2.飛脚宅配便は、佐川急便株式会社が国土交通省に届け出ている宅配便の個数であります。
3.その他は、佐川急便株式会社の提供する飛脚ラージサイズ宅配便及びその他の会社の取扱個数であります。
4.決算日変更による影響として、2017年3月21日から2017年3月31日までの取扱個数は46百万個(飛脚宅配便44百万個、その他2百万個)であります。
(2)経営者の視点による経営成績等の状況に関する分析・検討内容
経営者の視点による当社グループの経営成績等の状況に関する分析・検討内容は次のとおりであります。
なお、文中の将来に関する事項は、当連結会計年度末現在において判断したものであります。
① 重要な会計方針及び見積り
当社グループの連結財務諸表は、わが国において一般に公正妥当と認められている会計基準に基づき作成されております。この連結財務諸表の作成に当たり、当社グループが採用している重要な会計方針は、「第5 経理の状況 1 連結財務諸表等 (1)連結財務諸表 注記事項(連結財務諸表作成のための基本となる重要な事項)」に記載のとおりであります。当社グループは連結財務諸表を作成するに当たり、退職給付に係る負債、税効果会計、貸倒引当金の計上等において、過去の実績等を勘案するなど合理的な見積りを行い、その結果を反映させておりますが、実際の結果は見積りの不確実性があるためこれらの見積りとは異なる場合があります。

◆ データ抜粋:
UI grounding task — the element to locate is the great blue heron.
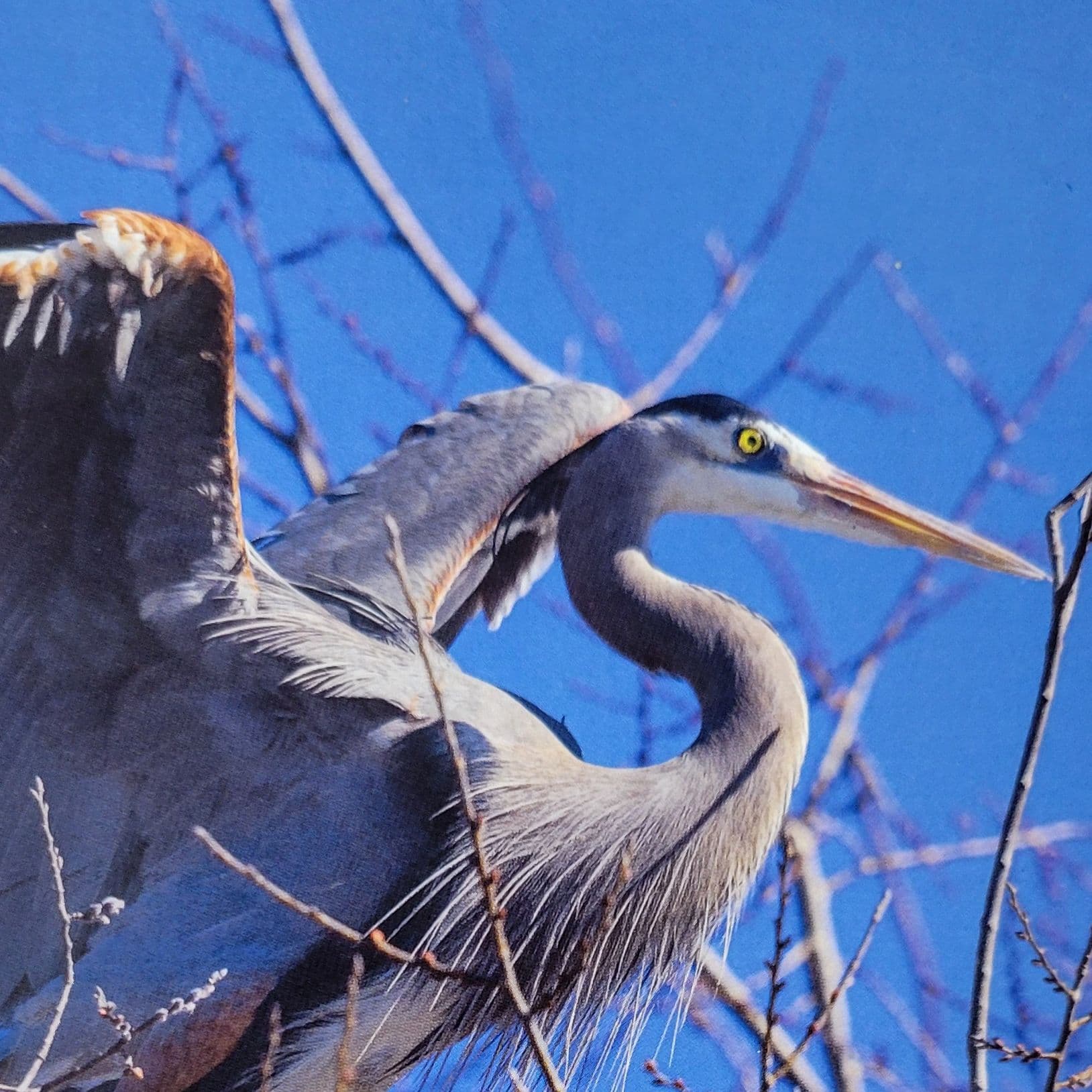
[0,212,1042,1092]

◆ 作業内容:
本文抜粋の「重要な会計方針及び見積り」の部分によると、当社グループの実際の結果が見積りと異なる場合があるのはなぜですか。一〜三文で説明してください。

◆ 作業結果:
見積りには不確実性があるためです。当社グループは、連結財務諸表の作成に当たり、退職給付に係る負債、税効果会計、貸倒引当金の計上等について、過去の実績等を勘案して合理的な見積りを行い、その結果を反映させています。しかし、見積りには不確実性が伴うため、実際の結果がこれらの見積りと異なる場合があります。